For Immediate Release:
WASHINGTON, DC (February 1, 2023) – The District, like the entire United States, is facing a mental health crisis as people cope with increased violence, systemic racism, basic needs getting more expensive due to inflation, and the trauma and stress from the pandemic. Today, Councilmember Robert White reintroduced the Pathways to Behavioral Health Degrees Act of 2023, which is co-introduced by Councilmembers McDuffie, Bonds, Allen, Nadeau, Gray, Pinto, Lewis George, Frumin, and Parker. This legislation would build the District’s pipeline of behavioral health specialists by funding a Master of Social Work degree program at the University of the District of Columbia (UDC) and making it free for DC residents who have bachelor’s degrees to enroll in master’s degree programs that lead to social work or counseling occupations with a scholarship covering tuition, books, and a monthly stipend for living expenses and transportation.
“I’ve seen positive movement on mental health over the past couple of years, including reduced stigma and more people seeking out the support they need,” said Councilmember White. “But I hear from people all the time who can’t find a therapist or counselor, so we have to do something to expand the pipeline of mental health professionals. Mental health services are also a key component of a holistic approach to crime prevention and response, but we must have the workforce in place for it to make a real difference on the ground. This bill opens up a pathway for more people to pursue mental health degrees by making it completely free for DC residents.”

● ● ● ● ●

[Exercise brief]: Resume the press release on the Pathways to Behavioral Health Degrees Act of 2023, picking up after its last paragraph.

Collection entries:
● ● ● ● ●

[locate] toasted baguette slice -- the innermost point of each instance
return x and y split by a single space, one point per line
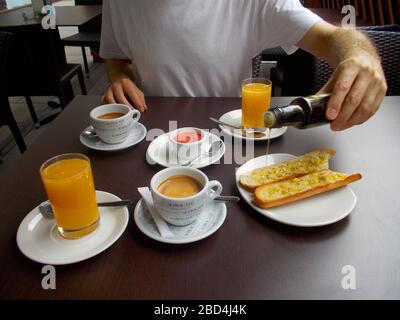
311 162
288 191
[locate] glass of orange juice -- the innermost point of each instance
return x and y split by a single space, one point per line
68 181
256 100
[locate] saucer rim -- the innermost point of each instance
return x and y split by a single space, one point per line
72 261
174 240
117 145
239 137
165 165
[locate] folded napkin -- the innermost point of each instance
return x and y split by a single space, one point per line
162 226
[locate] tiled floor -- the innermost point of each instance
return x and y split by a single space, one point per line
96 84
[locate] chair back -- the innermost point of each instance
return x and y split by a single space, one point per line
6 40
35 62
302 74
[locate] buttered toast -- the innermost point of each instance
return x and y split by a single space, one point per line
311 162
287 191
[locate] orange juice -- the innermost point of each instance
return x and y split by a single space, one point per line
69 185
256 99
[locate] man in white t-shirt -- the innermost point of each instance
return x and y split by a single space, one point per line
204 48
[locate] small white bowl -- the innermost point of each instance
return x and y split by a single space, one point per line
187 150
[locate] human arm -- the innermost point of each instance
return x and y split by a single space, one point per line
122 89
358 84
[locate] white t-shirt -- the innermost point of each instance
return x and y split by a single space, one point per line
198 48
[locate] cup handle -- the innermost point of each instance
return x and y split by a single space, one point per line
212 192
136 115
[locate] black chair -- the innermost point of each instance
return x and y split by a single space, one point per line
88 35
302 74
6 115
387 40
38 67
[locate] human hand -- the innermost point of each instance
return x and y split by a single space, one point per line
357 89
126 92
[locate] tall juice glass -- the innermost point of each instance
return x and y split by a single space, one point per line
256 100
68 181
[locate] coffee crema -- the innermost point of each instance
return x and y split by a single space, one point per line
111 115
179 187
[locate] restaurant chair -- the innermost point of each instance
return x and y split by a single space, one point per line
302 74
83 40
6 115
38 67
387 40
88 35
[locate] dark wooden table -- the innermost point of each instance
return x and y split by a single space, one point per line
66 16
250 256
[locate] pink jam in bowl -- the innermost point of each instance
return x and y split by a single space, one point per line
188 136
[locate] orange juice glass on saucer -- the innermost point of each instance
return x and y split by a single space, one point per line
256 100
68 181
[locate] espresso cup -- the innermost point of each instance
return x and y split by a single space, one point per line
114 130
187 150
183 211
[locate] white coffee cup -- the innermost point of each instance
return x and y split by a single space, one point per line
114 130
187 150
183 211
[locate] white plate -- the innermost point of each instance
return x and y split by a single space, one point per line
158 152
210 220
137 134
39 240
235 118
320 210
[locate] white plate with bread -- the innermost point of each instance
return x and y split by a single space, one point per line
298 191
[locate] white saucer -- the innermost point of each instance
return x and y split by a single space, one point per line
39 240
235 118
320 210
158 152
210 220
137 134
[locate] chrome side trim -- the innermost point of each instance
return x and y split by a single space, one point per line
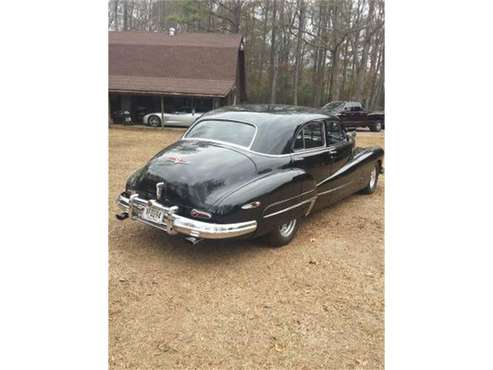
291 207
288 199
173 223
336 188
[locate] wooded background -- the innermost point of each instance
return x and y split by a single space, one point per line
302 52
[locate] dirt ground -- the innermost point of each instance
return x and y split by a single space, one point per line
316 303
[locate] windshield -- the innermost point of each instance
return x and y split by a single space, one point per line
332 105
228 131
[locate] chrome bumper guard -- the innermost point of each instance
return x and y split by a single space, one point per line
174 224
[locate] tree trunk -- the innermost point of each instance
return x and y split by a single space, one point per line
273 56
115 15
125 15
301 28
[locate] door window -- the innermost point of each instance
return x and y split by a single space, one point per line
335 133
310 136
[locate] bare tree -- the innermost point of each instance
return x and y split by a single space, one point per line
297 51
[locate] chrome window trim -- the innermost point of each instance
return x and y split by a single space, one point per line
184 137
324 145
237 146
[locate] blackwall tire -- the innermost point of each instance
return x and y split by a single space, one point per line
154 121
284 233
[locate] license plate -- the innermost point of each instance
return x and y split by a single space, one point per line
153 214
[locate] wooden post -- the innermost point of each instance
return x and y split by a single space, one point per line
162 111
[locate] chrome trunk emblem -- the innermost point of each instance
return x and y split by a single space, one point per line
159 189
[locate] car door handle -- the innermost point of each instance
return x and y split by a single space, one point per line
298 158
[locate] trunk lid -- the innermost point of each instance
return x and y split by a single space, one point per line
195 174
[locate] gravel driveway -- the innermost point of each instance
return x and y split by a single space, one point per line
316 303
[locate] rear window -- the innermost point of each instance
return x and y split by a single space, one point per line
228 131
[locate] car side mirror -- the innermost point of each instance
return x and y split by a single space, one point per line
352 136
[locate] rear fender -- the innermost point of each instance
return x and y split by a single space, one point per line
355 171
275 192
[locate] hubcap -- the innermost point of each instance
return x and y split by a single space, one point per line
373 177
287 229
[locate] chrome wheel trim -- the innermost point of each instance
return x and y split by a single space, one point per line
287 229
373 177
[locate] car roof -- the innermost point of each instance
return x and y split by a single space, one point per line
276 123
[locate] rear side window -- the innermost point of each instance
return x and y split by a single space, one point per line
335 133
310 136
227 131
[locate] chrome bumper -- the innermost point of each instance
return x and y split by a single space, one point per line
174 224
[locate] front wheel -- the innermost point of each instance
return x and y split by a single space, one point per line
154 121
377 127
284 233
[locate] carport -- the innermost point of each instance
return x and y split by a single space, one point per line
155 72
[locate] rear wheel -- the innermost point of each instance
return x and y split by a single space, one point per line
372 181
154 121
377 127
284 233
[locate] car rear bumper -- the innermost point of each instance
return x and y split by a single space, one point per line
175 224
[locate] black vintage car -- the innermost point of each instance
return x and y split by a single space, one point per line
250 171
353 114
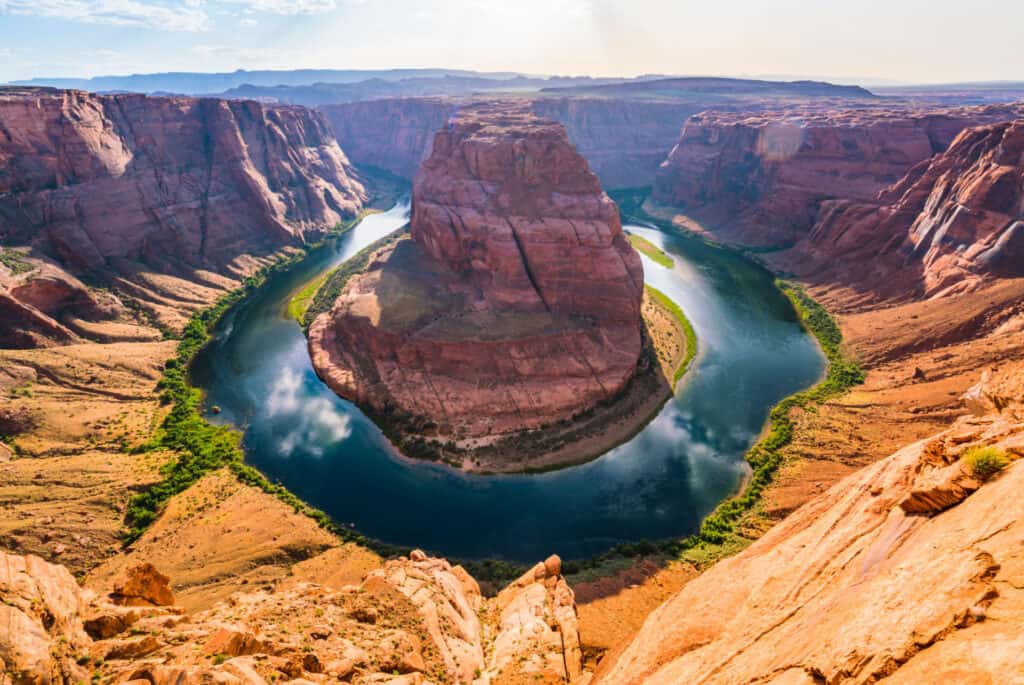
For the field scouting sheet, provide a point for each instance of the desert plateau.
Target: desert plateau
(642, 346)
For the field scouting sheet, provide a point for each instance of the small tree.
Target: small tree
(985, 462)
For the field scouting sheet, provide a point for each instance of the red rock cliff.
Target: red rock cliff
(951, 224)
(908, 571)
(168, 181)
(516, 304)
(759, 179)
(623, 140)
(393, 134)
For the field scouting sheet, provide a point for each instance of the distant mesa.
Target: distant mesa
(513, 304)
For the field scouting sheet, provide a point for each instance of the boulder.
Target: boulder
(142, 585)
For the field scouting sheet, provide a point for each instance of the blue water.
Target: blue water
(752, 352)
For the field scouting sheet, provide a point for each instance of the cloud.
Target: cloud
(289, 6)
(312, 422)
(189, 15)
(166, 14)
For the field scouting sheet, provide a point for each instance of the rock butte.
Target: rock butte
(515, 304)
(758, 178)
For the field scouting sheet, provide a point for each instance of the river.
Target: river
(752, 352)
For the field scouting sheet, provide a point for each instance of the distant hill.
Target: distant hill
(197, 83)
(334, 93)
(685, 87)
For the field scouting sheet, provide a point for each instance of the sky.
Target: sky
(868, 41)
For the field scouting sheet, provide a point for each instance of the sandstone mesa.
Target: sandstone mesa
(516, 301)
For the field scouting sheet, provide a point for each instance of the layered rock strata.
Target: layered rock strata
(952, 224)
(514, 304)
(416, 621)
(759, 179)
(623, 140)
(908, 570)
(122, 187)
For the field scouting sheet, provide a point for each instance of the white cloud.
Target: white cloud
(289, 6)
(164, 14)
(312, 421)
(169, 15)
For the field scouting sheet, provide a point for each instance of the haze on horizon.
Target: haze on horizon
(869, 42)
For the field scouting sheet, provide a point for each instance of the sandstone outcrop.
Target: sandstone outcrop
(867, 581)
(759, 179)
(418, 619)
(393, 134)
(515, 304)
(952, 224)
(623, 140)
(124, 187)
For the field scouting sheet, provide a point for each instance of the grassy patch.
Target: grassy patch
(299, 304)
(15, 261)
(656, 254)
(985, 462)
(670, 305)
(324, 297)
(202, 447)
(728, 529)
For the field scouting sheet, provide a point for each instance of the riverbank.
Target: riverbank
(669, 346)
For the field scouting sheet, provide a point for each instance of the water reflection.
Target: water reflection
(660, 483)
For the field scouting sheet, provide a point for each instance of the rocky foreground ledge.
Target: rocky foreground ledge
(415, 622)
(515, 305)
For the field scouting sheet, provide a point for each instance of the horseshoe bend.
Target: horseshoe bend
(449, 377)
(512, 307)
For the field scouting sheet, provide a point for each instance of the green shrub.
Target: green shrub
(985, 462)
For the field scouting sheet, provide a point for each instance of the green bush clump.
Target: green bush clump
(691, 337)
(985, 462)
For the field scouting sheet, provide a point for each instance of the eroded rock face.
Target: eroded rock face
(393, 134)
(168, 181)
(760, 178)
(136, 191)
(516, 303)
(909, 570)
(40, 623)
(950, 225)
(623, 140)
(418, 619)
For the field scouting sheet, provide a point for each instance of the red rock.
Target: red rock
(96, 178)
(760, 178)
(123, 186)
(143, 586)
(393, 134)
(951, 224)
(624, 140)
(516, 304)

● ● ● ● ●

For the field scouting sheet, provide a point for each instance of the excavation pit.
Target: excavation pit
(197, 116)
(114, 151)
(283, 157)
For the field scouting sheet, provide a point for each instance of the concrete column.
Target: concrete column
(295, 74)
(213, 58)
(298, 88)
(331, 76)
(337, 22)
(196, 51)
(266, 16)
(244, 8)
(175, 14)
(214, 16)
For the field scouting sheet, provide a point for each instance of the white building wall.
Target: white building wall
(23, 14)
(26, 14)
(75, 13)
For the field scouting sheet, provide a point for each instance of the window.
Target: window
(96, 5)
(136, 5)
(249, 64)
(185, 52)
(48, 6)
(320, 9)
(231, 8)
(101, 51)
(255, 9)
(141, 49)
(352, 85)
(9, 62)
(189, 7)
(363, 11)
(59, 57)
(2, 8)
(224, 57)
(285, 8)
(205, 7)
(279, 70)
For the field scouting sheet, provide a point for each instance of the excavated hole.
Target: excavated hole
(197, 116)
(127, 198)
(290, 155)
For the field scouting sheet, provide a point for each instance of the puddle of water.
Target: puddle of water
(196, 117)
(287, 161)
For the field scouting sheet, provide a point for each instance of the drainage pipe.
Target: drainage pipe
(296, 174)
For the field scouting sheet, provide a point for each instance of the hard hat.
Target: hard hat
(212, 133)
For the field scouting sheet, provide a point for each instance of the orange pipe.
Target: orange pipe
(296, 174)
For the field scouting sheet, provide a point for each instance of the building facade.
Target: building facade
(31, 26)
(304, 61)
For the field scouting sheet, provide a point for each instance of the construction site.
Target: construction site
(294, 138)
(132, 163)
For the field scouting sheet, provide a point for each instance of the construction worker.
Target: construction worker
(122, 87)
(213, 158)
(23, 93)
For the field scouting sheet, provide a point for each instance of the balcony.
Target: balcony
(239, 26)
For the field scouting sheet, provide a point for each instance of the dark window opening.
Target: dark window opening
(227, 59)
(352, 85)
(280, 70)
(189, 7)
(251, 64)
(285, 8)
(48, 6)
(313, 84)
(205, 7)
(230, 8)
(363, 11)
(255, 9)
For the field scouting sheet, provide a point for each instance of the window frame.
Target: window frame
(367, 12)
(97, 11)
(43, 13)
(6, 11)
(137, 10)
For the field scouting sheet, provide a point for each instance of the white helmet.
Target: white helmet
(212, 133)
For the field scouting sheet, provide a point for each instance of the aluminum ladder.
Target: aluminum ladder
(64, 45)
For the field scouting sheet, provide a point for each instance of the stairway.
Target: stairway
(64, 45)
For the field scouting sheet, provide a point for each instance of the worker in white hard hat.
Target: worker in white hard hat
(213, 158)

● ● ● ● ●

[Written response]:
In early January, the School-Based Behavioral Health Program, which places behavioral health clinicians at DC public and public charter schools, had 104 vacant positions. These investments in our students’ mental health are critical, but the workforce needs to catch up. The 2022 DC Health Matters needs assessment states that “It is desperately important to create new pathways for workforce development. It was already on everyone’s radar five years ago, these workforce shortages. It’s just much worse now,” and their recommended policy action is taking steps to build the behavioral health workforce.
Another benefit of this bill is the potential to lower the financial barrier for people of color to get into a field that needs more clinicians with cultural competency. Nationally, a 2020 report found that 22% of new social workers were Black/African American, and 14% were Hispanic/Latino. A 2016 community needs assessment conducted by the District of Columbia Healthy Communities Collaborative found that members of the DC community believe that cultural competency is a priority need–from perinatal mental health care access in the District, particularly in Wards 7 and 8 to behavioral health specialists working with children.
Councilmember White’s bill will complement the emergency legislation that the Council passed in June to fund a scholarship and loan repayment program for high-need healthcare careers, including nursing assistants, emergency medical technicians, and paramedics. And, it takes the next step to proactively build behavioral health career pathways in the District by establishing the UDC program and scholarship fund to seed a diverse cohort of future behavioral health specialists.